## Objetivo
Reescreva o trecho da reportagem sobre o Papa Francisco que começa com as palavras "Na segunda-feira, 13" e termina com "à mente primeiro?", trocando "Bergoglio" por "Francisco".

## Seleção
========================================

Cultura

O Papa Francisco: Quero ir à Argentina





Em uma longa entrevista concedida a Daniel Hadad, fundador de Infobae, site de informação on-line argentino, o Pontífice fala, entre outros, sobre sua eleição à Cátedra de Pedro - dez anos atrás, faz uma homenagem ao cardeal brasileiro Cláudio Hummes, que o inspirou na escolha do nome Francisco, e fala de seus hábitos. Ele também fala sobre o drama do tráfico de drogas na América Latina, a situação na Venezuela e na Nicarágua e sobre uma possível viagem à sua Argentina

Na segunda-feira, 13 de março, Bergoglio está completando 10 anos como Papa, mas acredita que não mudou no essencial. Ele mantém, de fato, a mesma atitude que sempre teve, as nuances do espanhol de Buenos Aires, o humor um pouco cândido. Trazemos, a seguir, um trecho da longa entrevista concedida a Daniel Hadad, fundador de Infobae, site de informação on-line argentino.

Completam-se 10 anos do dia em que foi eleito Papa. Lembra-se desse dia? O que lhe vem à mente primeiro?

Várias vezes quis me lembrar do que aconteceu. Realmente, não me dei conta do que ia acontecer. Como, você não tinha votos? Sim, muitos tinham votos ali, mas no conclave há o fenômeno dos votos depósito. Às vezes não se sabe em quem votar e por isso se espera um pouco, e se dá a alguém que não vai sair, para ver como as coisas vão. É assim que o Espírito Santo move alguém, não é mesmo? De manhã eu vim aqui tranquilo, ao meio-dia, e alguns me fizeram brincadeiras de passagem, que eu não entendi. Mesmo quando cheguei ao refeitório, alguns bispos do centro da Europa me disseram: "Vamos, eminência, o que nos conta sobre a América Latina? Eles me examinaram. Quando eu estava saindo do refeitório, um cardeal veio correndo por trás e me disse: "Um momento, por favor, é verdade que lhe tiraram um pulmão? Eu disse "Não, me tiraram o lóbulo superior direito porque tinha cistos". "Ah, e quando isso aconteceu? E eu disse: "No ano '57″. E ele disse "Estas manobras de última hora..." e voltou para trás. E foi aí que percebi. Foi aí que me dei conta de que havia uma campanha a favor e uma campanha contra. Depois, fui fazer a sesta tranquilo.

========================================

## Dados exibidos

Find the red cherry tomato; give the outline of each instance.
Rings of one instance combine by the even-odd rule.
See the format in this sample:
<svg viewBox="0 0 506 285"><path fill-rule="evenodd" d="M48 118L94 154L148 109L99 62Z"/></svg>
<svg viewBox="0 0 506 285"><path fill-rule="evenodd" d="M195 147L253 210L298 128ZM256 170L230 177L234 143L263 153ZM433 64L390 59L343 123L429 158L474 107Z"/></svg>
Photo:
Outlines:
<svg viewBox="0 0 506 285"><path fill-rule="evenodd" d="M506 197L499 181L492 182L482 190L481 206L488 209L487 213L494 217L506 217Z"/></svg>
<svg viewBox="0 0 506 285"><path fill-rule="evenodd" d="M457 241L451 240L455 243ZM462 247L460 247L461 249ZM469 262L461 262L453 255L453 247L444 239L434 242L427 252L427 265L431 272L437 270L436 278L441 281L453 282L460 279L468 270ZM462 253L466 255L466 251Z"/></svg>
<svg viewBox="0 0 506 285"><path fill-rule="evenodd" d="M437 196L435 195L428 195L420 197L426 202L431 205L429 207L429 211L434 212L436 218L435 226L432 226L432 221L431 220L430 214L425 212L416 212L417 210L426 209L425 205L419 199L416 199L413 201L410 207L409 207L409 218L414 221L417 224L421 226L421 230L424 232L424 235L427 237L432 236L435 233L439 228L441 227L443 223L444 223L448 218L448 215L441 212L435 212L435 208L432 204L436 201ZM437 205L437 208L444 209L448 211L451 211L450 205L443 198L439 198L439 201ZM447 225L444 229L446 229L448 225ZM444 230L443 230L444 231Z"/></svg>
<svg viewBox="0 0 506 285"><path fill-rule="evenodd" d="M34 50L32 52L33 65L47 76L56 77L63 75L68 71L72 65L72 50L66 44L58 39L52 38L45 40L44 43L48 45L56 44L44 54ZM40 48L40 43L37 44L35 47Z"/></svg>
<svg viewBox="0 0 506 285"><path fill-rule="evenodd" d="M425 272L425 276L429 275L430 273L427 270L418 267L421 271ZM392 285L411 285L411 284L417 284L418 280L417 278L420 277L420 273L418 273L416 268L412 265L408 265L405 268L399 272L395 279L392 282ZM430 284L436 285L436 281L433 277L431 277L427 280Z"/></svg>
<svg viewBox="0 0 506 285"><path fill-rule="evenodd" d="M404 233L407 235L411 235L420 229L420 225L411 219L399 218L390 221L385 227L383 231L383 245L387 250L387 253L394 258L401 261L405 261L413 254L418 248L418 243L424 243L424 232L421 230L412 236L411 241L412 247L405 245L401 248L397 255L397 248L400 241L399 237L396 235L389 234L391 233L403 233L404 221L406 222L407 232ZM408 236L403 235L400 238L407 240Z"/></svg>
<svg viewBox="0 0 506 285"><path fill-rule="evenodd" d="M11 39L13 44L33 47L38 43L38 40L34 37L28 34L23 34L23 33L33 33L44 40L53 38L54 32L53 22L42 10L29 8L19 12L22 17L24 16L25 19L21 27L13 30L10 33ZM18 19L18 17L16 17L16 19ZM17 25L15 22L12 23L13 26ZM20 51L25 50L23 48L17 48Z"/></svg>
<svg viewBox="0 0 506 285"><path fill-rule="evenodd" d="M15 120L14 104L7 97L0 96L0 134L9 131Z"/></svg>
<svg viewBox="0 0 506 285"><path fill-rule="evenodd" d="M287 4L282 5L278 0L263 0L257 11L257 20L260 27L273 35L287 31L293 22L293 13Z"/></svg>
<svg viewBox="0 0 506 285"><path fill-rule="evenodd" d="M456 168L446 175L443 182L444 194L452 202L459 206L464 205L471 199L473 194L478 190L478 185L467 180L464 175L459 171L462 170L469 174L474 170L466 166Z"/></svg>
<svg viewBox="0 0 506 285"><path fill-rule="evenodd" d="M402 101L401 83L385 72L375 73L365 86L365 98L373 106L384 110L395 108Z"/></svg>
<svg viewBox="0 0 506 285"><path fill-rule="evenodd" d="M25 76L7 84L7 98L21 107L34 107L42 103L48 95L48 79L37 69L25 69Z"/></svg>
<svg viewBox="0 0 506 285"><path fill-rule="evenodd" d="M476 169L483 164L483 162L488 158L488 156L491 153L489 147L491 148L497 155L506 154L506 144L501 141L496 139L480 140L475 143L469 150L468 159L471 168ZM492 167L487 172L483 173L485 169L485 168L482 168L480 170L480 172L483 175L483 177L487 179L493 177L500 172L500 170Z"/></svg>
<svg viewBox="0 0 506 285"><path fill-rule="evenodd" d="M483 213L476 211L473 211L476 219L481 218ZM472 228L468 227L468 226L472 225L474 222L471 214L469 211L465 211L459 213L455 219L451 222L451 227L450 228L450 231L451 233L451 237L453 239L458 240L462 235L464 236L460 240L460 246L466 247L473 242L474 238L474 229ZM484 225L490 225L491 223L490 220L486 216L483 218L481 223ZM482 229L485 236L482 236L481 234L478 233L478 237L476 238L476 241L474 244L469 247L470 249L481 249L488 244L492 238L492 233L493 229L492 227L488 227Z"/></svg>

========================================

## Resposta escrita
Na segunda-feira, 13 de março, Francisco está completando 10 anos como Papa, mas acredita que não mudou no essencial. Ele mantém, de fato, a mesma atitude que sempre teve, as nuances do espanhol de Buenos Aires, o humor um pouco cândido. Trazemos, a seguir, um trecho da longa entrevista concedida a Daniel Hadad, fundador de Infobae, site de informação on-line argentino.

Completam-se 10 anos do dia em que foi eleito Papa. Lembra-se desse dia? O que lhe vem à mente primeiro?